**TASK OBJECTIVE**
Nothing but the line with "form: point(63, 32)." and the lines after it should appear, each retyped exactly as in the listing.

**DATA PROVIDED**
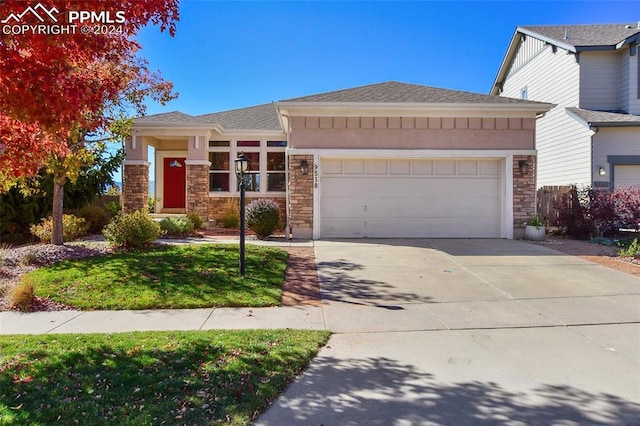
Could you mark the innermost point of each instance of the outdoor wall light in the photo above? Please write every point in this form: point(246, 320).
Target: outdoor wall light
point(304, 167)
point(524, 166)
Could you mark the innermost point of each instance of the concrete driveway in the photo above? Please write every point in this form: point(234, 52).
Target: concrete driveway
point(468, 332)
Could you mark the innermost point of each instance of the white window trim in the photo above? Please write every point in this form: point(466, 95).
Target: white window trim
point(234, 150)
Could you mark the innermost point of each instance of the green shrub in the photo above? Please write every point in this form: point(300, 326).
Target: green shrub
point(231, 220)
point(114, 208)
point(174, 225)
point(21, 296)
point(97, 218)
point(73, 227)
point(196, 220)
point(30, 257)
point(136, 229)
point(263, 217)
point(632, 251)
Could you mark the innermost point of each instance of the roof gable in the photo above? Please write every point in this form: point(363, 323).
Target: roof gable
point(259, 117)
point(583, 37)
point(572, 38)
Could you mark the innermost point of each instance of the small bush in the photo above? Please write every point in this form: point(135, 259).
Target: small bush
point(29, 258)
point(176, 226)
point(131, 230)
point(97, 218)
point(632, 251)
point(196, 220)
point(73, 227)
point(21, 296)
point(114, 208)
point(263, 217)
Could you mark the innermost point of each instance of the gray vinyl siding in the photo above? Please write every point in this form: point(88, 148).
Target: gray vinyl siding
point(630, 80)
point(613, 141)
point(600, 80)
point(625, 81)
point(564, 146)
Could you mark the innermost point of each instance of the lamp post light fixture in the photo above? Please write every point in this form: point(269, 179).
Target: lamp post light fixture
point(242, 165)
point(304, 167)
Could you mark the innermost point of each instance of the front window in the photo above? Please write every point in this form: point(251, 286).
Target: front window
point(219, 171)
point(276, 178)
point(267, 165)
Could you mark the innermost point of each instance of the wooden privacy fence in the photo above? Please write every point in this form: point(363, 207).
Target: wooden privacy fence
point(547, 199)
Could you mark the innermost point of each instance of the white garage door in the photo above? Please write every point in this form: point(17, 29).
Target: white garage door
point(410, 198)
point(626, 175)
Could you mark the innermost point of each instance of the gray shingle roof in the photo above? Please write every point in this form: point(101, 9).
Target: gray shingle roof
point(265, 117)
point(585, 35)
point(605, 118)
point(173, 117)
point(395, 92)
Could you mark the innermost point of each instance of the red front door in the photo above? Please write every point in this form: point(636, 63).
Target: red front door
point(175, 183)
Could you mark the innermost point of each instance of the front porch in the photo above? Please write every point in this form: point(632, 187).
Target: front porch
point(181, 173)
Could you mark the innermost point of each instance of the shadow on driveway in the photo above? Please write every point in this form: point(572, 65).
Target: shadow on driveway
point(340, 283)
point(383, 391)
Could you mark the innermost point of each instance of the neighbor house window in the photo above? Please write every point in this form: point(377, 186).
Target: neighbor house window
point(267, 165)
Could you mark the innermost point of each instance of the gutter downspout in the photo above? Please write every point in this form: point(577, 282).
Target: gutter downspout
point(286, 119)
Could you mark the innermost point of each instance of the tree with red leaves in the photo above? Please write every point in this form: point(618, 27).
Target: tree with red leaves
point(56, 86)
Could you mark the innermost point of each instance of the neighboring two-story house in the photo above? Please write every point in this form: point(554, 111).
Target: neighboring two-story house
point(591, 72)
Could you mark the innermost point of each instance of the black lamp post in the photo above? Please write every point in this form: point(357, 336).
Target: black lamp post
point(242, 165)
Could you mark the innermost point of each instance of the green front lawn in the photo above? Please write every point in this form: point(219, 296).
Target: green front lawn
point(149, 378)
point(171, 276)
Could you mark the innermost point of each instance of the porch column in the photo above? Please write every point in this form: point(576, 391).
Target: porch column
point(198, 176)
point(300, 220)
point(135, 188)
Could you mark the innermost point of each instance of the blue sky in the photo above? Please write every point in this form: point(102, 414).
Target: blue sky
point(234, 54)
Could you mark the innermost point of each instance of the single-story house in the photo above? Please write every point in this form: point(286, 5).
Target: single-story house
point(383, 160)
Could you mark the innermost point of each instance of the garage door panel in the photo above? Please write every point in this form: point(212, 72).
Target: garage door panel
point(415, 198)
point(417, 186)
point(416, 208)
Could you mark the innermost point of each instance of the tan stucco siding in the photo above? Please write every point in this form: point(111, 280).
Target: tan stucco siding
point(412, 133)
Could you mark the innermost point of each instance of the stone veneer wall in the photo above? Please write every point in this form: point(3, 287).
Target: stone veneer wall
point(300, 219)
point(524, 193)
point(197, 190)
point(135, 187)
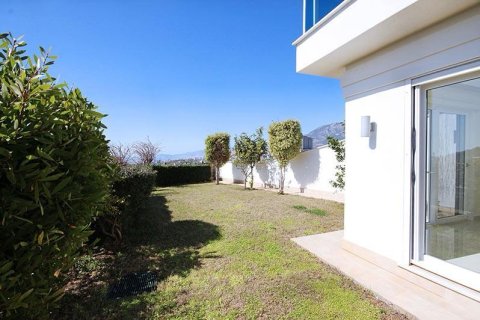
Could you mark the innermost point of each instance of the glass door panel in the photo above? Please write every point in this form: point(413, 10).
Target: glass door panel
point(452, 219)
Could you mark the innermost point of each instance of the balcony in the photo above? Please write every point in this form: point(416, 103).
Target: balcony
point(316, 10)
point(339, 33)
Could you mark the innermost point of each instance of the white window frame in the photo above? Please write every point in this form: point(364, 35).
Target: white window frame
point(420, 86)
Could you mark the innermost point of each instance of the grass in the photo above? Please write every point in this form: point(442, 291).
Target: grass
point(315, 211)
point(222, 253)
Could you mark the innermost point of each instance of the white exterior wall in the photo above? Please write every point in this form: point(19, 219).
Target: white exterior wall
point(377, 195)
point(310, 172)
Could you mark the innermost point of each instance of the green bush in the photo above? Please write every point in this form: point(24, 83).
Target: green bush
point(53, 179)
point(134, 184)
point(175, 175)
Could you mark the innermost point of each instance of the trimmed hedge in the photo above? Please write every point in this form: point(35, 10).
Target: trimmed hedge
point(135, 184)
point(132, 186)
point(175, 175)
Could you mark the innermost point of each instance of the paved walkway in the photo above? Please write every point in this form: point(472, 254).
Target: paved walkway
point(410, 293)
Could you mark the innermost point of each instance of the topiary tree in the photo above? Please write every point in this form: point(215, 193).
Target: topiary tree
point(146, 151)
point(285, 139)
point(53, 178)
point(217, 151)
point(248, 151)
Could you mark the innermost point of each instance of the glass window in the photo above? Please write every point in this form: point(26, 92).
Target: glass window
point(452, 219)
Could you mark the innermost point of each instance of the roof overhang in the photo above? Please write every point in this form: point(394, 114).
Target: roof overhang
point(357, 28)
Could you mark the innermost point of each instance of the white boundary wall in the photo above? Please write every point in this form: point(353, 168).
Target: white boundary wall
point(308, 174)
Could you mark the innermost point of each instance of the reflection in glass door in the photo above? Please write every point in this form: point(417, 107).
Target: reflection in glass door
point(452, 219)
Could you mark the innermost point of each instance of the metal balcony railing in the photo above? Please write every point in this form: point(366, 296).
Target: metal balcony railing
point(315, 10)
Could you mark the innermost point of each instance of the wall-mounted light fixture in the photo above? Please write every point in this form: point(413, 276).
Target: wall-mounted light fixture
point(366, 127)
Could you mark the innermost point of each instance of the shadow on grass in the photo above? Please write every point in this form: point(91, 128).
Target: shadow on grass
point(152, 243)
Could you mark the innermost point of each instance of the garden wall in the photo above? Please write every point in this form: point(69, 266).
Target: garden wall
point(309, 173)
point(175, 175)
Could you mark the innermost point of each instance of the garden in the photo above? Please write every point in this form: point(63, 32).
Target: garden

**PROBLEM SOLUTION**
Could you mark the innermost point of each instance of the garden in the photo above? Please write every point in this form: point(63, 32).
Target: garden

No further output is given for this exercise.